## Task to carry out
Return exactly the lines from the one that contains "In this exercise you will mark the tree in" up to the last line of the listing, and nothing else.

## Data extracts
Segment Open
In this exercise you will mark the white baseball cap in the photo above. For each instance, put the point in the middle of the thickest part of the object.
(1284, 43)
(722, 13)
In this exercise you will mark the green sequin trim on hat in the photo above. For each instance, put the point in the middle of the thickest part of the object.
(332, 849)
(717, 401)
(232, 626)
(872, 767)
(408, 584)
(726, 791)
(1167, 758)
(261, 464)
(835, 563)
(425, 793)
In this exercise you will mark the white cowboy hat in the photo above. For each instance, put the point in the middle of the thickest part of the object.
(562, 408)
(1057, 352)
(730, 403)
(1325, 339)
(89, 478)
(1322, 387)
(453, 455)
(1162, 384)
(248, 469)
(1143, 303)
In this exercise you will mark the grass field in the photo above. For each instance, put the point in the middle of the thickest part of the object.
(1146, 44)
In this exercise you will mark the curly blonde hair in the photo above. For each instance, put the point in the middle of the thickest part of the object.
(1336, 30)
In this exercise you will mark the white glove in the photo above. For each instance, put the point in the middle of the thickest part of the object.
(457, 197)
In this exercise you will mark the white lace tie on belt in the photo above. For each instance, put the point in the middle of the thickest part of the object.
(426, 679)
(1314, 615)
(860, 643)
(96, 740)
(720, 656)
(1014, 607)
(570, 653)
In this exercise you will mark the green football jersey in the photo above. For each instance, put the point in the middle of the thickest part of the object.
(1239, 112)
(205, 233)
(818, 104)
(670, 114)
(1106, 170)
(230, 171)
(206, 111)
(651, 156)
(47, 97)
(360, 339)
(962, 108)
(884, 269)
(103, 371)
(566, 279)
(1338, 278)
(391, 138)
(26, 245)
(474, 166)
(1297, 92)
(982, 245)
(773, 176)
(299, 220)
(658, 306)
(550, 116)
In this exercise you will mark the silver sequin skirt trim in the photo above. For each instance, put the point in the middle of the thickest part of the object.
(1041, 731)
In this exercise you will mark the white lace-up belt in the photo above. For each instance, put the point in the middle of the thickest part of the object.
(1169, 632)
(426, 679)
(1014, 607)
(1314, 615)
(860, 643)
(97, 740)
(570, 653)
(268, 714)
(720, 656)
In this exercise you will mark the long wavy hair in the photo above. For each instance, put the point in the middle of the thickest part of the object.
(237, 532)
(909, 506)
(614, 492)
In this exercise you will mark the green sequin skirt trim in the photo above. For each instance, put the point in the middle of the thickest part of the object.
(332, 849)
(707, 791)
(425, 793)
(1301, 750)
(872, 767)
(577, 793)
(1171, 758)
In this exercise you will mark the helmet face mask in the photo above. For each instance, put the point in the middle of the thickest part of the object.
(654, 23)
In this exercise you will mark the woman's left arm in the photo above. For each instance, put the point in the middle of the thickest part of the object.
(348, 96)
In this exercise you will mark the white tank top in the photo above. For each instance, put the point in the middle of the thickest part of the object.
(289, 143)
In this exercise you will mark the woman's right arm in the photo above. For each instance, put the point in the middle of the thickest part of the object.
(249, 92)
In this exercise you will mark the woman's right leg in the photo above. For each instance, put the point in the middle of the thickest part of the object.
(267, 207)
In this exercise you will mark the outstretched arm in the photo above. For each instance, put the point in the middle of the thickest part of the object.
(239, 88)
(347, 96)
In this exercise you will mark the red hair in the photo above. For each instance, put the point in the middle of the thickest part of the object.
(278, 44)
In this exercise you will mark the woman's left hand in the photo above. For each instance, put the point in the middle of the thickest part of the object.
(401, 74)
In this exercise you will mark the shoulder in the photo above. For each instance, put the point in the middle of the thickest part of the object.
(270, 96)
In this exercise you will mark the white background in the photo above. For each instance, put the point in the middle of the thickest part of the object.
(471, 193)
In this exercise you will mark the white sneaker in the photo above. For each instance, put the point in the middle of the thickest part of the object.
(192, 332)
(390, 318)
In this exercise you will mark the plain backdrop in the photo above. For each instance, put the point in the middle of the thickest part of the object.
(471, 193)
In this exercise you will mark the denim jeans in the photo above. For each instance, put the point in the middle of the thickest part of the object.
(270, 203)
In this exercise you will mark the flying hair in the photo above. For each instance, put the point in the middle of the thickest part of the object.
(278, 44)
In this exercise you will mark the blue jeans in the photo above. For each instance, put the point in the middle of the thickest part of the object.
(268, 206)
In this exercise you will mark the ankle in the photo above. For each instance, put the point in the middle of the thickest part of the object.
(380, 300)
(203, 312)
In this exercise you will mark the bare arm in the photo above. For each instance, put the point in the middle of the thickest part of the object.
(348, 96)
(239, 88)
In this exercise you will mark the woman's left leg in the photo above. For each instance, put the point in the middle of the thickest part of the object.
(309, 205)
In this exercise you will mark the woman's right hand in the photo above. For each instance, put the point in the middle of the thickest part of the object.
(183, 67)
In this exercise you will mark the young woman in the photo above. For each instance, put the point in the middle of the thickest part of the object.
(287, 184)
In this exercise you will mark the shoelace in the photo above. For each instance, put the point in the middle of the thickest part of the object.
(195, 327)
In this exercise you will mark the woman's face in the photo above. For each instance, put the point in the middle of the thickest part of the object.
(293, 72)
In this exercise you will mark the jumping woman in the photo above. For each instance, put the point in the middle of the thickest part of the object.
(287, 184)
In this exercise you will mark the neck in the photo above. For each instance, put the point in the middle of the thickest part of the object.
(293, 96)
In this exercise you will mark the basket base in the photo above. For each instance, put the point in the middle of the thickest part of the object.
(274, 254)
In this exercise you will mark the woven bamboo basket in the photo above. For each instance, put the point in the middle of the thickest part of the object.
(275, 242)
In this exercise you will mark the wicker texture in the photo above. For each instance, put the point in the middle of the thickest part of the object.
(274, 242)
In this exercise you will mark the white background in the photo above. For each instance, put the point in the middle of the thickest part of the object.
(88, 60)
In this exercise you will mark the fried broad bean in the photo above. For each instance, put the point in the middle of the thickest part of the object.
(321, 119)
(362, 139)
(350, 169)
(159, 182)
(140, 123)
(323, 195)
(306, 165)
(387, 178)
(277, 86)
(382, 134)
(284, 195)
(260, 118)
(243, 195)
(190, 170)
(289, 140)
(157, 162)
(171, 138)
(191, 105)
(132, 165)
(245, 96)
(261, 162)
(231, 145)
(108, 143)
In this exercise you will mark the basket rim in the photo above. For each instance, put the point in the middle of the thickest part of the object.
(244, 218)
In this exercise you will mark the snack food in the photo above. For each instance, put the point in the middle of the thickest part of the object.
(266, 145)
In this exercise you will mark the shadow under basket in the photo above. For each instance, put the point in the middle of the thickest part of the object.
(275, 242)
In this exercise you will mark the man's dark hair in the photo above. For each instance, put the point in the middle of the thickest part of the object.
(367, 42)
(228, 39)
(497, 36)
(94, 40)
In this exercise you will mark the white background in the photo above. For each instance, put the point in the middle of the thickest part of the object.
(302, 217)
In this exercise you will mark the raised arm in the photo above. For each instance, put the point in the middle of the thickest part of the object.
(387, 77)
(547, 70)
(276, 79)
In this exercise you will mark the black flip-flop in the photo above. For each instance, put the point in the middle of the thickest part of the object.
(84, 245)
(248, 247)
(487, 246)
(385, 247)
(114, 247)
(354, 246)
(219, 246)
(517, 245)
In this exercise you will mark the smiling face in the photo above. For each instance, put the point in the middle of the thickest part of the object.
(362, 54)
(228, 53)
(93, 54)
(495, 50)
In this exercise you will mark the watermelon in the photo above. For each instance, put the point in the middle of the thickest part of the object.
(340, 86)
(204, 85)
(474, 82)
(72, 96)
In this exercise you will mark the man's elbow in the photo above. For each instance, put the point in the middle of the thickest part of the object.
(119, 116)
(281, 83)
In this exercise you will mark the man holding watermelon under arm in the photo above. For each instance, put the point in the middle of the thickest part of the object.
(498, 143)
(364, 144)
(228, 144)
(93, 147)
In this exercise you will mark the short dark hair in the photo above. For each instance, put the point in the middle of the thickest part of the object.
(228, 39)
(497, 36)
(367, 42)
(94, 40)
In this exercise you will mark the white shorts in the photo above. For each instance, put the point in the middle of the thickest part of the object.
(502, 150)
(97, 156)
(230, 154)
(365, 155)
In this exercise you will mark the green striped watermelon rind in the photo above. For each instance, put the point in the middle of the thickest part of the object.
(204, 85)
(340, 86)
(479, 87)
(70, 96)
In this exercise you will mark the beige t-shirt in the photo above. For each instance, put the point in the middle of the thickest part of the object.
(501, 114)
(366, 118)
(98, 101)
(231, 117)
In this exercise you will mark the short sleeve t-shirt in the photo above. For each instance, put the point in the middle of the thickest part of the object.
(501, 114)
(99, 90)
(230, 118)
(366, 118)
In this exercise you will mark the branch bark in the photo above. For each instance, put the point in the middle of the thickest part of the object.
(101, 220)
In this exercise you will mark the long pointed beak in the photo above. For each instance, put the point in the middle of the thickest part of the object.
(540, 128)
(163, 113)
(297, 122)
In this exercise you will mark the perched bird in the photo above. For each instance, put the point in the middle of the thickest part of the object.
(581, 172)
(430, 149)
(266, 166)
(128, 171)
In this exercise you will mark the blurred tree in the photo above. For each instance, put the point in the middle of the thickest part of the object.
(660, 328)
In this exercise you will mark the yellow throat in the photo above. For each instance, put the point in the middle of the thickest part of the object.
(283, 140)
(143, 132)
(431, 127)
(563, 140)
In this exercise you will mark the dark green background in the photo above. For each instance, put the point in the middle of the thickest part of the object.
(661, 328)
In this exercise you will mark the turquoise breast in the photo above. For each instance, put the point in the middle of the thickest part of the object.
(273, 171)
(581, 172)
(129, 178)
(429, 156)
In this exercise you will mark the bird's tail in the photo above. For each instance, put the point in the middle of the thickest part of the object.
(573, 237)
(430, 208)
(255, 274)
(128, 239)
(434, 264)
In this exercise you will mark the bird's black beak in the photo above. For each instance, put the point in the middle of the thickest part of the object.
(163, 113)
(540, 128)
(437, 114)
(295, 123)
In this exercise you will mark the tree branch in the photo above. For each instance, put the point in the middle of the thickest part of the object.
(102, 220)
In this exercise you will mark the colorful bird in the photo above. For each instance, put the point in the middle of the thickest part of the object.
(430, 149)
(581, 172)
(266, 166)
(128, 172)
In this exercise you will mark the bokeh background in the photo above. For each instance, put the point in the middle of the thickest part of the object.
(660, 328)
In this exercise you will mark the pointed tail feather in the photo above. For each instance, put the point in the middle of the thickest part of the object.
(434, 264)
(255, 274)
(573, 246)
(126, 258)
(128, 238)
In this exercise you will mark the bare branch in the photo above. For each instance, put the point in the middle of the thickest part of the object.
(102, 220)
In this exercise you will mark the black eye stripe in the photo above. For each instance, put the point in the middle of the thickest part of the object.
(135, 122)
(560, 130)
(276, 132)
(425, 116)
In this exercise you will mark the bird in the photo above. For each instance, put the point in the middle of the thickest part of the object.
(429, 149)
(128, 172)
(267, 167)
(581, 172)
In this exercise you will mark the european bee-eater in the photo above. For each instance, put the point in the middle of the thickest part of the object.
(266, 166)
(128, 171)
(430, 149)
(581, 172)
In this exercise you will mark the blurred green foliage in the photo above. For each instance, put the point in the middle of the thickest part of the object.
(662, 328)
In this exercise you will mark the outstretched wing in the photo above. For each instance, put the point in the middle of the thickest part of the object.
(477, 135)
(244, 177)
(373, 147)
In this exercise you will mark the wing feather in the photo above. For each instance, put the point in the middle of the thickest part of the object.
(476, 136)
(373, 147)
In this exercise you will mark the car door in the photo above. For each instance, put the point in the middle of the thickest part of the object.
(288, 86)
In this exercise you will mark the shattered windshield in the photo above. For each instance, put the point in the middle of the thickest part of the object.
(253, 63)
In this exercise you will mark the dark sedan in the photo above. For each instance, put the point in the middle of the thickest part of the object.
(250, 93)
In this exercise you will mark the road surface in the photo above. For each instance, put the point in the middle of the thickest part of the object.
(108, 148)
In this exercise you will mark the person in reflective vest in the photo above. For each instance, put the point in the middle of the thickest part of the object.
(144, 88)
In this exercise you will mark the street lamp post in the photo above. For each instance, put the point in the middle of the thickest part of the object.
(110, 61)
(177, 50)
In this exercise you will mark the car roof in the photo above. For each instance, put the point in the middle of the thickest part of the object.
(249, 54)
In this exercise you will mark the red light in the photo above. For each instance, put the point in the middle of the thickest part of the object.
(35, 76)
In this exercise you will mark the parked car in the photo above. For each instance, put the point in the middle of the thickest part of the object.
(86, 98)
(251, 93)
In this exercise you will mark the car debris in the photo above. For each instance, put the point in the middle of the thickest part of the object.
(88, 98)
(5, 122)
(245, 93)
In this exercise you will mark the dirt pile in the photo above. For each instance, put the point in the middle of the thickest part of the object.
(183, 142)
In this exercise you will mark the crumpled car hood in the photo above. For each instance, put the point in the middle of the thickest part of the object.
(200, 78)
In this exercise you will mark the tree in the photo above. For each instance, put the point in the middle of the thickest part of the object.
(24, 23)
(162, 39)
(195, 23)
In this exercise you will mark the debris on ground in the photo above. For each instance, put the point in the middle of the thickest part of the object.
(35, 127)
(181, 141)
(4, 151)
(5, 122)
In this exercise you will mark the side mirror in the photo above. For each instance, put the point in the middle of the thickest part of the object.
Segment Closed
## Solution to the problem
In this exercise you will mark the tree in the photo above. For each instance, put the point in the middle of the thickest part of the object.
(24, 23)
(162, 39)
(195, 23)
In this exercise you will mark the debris on ground in the photo above. For each instance, put the point in the middle of the thickest part of the object.
(35, 127)
(181, 141)
(4, 151)
(5, 122)
In this exercise you will mark the side mirror in the photo above. For each instance, put the point in the middle of the thickest part of the object.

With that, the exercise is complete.